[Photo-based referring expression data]
⁂
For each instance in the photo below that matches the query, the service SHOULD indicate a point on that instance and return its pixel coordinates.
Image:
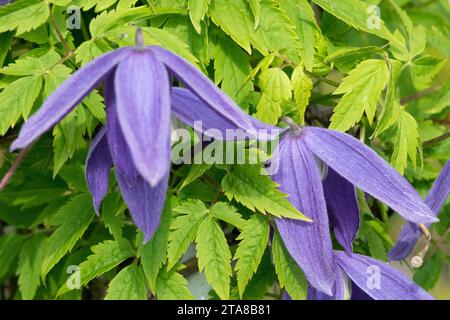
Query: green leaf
(18, 99)
(424, 69)
(5, 44)
(428, 275)
(269, 111)
(195, 172)
(30, 261)
(302, 86)
(357, 14)
(231, 69)
(214, 256)
(407, 141)
(23, 15)
(129, 284)
(113, 19)
(153, 254)
(24, 67)
(254, 238)
(10, 246)
(263, 279)
(361, 89)
(347, 58)
(105, 256)
(289, 274)
(170, 285)
(225, 212)
(391, 109)
(249, 186)
(276, 85)
(113, 214)
(184, 229)
(90, 49)
(55, 77)
(375, 242)
(197, 12)
(276, 90)
(255, 6)
(75, 177)
(73, 218)
(302, 14)
(275, 32)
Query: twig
(441, 241)
(417, 261)
(12, 170)
(436, 140)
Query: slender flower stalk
(365, 278)
(350, 164)
(136, 140)
(411, 232)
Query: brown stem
(12, 170)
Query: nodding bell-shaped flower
(136, 140)
(411, 232)
(350, 163)
(364, 278)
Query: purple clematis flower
(365, 278)
(350, 163)
(139, 99)
(411, 232)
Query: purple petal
(145, 202)
(314, 294)
(190, 109)
(378, 279)
(410, 232)
(343, 208)
(361, 166)
(142, 90)
(439, 191)
(309, 243)
(358, 294)
(67, 97)
(406, 242)
(98, 166)
(205, 89)
(285, 296)
(341, 289)
(118, 147)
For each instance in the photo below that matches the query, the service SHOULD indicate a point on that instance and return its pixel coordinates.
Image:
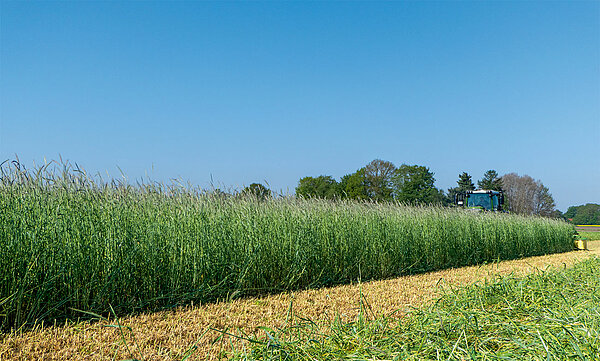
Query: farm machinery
(481, 200)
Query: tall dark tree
(379, 174)
(584, 214)
(318, 187)
(415, 184)
(465, 183)
(525, 195)
(257, 190)
(490, 181)
(354, 185)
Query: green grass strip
(549, 315)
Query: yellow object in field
(581, 244)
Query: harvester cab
(481, 199)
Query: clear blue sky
(248, 92)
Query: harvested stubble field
(170, 335)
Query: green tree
(257, 190)
(318, 187)
(584, 214)
(465, 183)
(490, 181)
(415, 184)
(354, 185)
(525, 195)
(379, 174)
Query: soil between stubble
(167, 335)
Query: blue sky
(267, 91)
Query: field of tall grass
(70, 242)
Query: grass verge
(590, 236)
(552, 315)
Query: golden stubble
(168, 335)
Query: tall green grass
(69, 242)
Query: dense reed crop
(70, 243)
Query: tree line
(382, 181)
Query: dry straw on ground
(170, 334)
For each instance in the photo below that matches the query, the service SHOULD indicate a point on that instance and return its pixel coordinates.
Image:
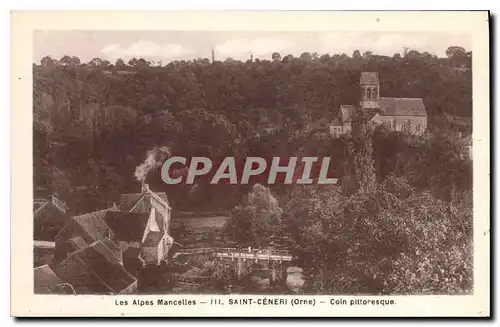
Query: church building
(397, 114)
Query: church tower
(370, 89)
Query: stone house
(125, 230)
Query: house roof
(43, 207)
(44, 244)
(402, 107)
(347, 112)
(336, 122)
(129, 201)
(93, 224)
(467, 140)
(153, 238)
(45, 279)
(127, 226)
(77, 243)
(369, 78)
(102, 263)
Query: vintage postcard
(257, 164)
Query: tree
(356, 55)
(288, 58)
(306, 56)
(455, 51)
(362, 151)
(75, 61)
(257, 218)
(132, 62)
(367, 54)
(276, 56)
(66, 60)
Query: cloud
(145, 49)
(259, 47)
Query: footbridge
(240, 254)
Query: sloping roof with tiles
(402, 107)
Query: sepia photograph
(253, 163)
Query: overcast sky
(168, 46)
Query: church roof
(402, 107)
(347, 112)
(369, 78)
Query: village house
(43, 252)
(49, 216)
(96, 270)
(136, 231)
(396, 114)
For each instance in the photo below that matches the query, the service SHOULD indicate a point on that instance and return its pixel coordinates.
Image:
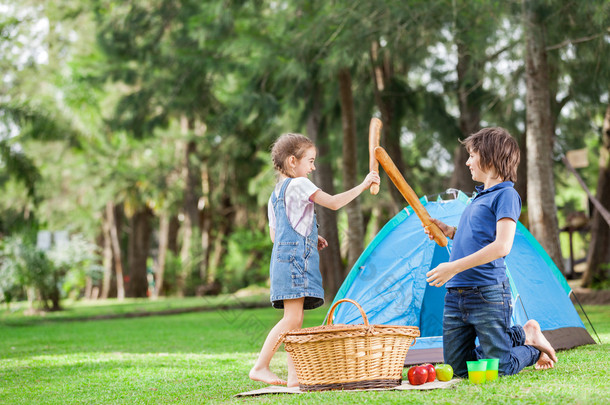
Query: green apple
(444, 372)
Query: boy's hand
(372, 177)
(438, 276)
(322, 243)
(447, 230)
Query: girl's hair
(497, 149)
(289, 145)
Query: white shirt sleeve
(299, 207)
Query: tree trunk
(355, 230)
(331, 266)
(521, 184)
(206, 229)
(164, 225)
(598, 259)
(116, 249)
(542, 211)
(382, 76)
(470, 115)
(107, 262)
(139, 246)
(189, 255)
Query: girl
(296, 282)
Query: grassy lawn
(204, 357)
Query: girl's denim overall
(295, 262)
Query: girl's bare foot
(265, 375)
(534, 337)
(292, 383)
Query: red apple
(417, 375)
(431, 372)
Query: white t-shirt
(299, 208)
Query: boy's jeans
(484, 312)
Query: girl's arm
(505, 234)
(334, 202)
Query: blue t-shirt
(477, 229)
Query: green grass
(204, 357)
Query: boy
(478, 299)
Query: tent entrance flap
(431, 315)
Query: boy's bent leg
(458, 336)
(490, 311)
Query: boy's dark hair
(497, 149)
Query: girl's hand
(447, 230)
(438, 276)
(372, 177)
(322, 243)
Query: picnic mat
(279, 389)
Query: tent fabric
(388, 281)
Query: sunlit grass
(204, 357)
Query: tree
(598, 259)
(542, 212)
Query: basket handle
(329, 319)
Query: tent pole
(587, 316)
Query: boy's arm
(505, 234)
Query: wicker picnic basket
(344, 357)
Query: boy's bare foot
(534, 337)
(544, 362)
(265, 375)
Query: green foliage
⁂
__Exercise objective__: Reproduce exactly the line that holds "Query: boy's jeans", then every line after it, ending with the final line of the records above.

__Written solution__:
Query: boy's jeans
(484, 312)
Query: girl's arm
(505, 234)
(334, 202)
Query: blue t-shirt
(477, 229)
Query: green grass
(204, 357)
Query: boy
(478, 299)
Query: tent entrance flap
(431, 315)
Query: boy's bent leg
(458, 336)
(490, 311)
Query: boy's dark hair
(497, 149)
Query: girl's hand
(447, 230)
(438, 276)
(372, 177)
(322, 243)
Query: picnic mat
(279, 389)
Query: tent fabric
(388, 281)
Query: sunlit grass
(204, 357)
Query: tree
(598, 259)
(542, 212)
Query: basket handle
(329, 319)
Query: tent pole
(587, 316)
Query: boy's arm
(505, 234)
Query: wicker picnic basket
(344, 357)
Query: boy's bare foot
(534, 337)
(544, 362)
(265, 375)
Query: green foliage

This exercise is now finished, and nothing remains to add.